- DOCUMENT SEGMENT:
Be brave and go skip scavenging: If your neighbourhood is anything like mine, there will be household skips in driveways as families spend holiday money on home improvements instead! Always ask first, but see if you can collect interesting loose-parts resources. Ask yourself: How might children use this? What will it add to their play? Is it ‘safe enough’ to play with? How can I mitigate unacceptable risks?

Make friends with the people who run your local amenity site (tip): I know mine very well, because I’m a regular visitor and probably the only one who takes away more than they drop off! Tips are a particularly good source of ‘wheels’, which children can use to transform stationary resources into exciting new portable versions.

Looking ahead

MAKE PLANS FOR…

  • Summer of Play is the theme of this year’s Play Day on 4 August. Visit www.playday.org.uk for more information about events and activities.
  • The delayed Paralympic Games start on 24 August in Tokyo and offer opportunities to talk about how humans can compete physically in different ways. Check out www.paralympic.org for athlete stories and event details.

Risk assessment

WATCH OUT FOR…

Overheating: Is there sufficient shade outdoors? Even with sunscreen applied, children and adults are susceptible to dehydration and heat headaches, or even sunstroke.

  • Create as much shade as possible, draping sheets, tarpaulins and blankets over play equipment or A-frames, and encourage children to play under trees and shrubs by locating compelling resources under and around them.
  • Keep water bottles outdoors and ensure a source of fresh drinking water is always available – I find H&O Plastics’ 5l food-grade bucket (https://buybuckets.co.uk) with a pelican pump attachment in the lid is hygienic, portable and easy to use independently, even for the youngest children.
  • Fill lots of tuff-spots (or large trays, pots and pans) with water for cooling hot feet and hands, and attach a sprinkler to the end of a hosepipe to periodically drench everyone.

- LISTED RECORDS:

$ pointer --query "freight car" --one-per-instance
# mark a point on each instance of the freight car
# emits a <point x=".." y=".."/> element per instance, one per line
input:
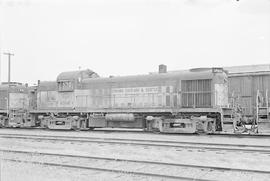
<point x="185" y="102"/>
<point x="14" y="105"/>
<point x="249" y="88"/>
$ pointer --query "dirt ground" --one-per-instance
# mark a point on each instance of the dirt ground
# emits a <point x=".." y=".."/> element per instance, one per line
<point x="246" y="160"/>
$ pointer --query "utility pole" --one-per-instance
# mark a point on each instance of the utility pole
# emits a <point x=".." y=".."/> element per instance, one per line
<point x="9" y="56"/>
<point x="8" y="98"/>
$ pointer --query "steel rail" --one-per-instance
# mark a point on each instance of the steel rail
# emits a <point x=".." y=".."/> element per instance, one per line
<point x="140" y="161"/>
<point x="139" y="142"/>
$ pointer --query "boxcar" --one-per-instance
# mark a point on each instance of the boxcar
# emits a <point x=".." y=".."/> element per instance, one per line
<point x="249" y="88"/>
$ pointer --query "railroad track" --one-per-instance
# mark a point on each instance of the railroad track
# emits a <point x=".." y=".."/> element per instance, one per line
<point x="141" y="131"/>
<point x="141" y="142"/>
<point x="154" y="169"/>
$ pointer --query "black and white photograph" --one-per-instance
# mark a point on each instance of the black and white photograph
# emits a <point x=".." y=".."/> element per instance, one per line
<point x="134" y="90"/>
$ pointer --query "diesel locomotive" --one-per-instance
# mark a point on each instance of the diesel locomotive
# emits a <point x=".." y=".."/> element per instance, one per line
<point x="190" y="101"/>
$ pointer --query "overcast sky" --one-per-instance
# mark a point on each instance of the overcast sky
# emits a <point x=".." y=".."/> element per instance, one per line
<point x="126" y="37"/>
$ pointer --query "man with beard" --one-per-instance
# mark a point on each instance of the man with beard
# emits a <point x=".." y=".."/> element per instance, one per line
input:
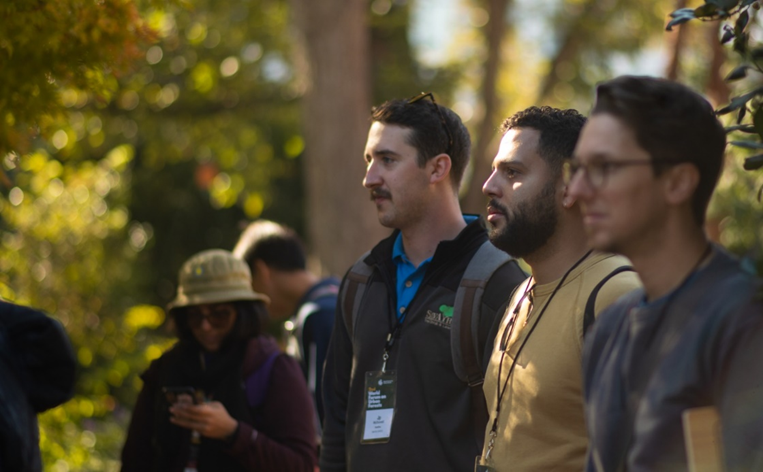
<point x="393" y="400"/>
<point x="533" y="382"/>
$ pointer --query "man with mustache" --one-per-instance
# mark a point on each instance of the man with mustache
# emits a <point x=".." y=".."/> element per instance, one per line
<point x="533" y="384"/>
<point x="687" y="349"/>
<point x="393" y="400"/>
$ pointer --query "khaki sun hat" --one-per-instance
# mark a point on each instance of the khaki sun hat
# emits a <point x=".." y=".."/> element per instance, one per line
<point x="214" y="276"/>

- WHAT IS REQUIRED: Can you copy the summer-play text between "WATCH OUT FOR…" and "periodically drench everyone.", inclusive, swapping "shade" for "cover"? Rely only on the summer-play text, not the entries.

- YOUR RESPONSE:
WATCH OUT FOR…

Overheating: Is there sufficient cover outdoors? Even with sunscreen applied, children and adults are susceptible to dehydration and heat headaches, or even sunstroke.

  • Create as much cover as possible, draping sheets, tarpaulins and blankets over play equipment or A-frames, and encourage children to play under trees and shrubs by locating compelling resources under and around them.
  • Keep water bottles outdoors and ensure a source of fresh drinking water is always available – I find H&O Plastics’ 5l food-grade bucket (https://buybuckets.co.uk) with a pelican pump attachment in the lid is hygienic, portable and easy to use independently, even for the youngest children.
  • Fill lots of tuff-spots (or large trays, pots and pans) with water for cooling hot feet and hands, and attach a sprinkler to the end of a hosepipe to periodically drench everyone.